■ **INPUT MATERIAL**:
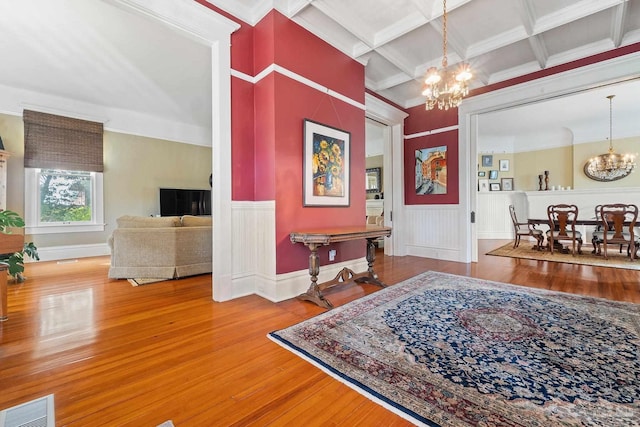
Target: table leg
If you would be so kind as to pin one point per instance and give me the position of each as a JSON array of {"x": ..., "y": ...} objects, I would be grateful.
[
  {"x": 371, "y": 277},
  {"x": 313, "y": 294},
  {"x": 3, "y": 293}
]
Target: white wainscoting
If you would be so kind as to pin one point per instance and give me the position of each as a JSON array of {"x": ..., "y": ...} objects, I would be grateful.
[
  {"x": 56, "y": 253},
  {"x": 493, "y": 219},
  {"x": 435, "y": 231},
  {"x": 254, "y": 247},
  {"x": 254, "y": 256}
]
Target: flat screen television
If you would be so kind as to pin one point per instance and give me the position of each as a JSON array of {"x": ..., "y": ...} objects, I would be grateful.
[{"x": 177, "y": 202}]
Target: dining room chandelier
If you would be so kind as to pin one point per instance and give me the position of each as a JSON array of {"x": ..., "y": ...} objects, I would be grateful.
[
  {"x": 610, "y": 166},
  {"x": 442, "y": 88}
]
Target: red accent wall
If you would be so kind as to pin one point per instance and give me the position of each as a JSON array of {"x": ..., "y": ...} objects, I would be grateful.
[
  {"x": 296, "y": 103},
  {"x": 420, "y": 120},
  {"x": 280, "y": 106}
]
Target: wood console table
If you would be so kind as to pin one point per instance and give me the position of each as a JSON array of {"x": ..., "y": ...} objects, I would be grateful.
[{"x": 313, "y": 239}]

* * *

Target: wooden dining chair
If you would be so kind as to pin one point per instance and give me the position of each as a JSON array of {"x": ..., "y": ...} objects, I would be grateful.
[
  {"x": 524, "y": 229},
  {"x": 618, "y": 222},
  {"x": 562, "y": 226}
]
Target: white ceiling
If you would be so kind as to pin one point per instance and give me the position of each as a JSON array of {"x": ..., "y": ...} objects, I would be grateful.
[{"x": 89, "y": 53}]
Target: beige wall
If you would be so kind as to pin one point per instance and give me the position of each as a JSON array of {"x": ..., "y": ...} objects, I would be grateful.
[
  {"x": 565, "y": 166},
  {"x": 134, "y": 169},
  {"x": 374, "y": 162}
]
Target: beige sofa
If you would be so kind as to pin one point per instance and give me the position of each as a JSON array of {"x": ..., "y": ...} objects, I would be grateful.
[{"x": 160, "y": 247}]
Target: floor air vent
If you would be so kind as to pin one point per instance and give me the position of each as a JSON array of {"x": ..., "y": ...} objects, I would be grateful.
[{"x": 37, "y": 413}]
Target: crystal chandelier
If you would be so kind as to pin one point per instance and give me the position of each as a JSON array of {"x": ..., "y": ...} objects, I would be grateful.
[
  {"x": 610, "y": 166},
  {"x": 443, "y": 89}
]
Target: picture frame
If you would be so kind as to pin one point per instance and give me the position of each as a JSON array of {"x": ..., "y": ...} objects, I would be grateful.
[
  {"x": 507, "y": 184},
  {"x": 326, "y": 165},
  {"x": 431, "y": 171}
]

■ **YOUR OBJECTIVE**: Identify every line in the rows above that contains the word "table" with the same capitalization, and copy each of those lines.

■ **FULL OUTPUT**:
Target: table leg
Target: wood console table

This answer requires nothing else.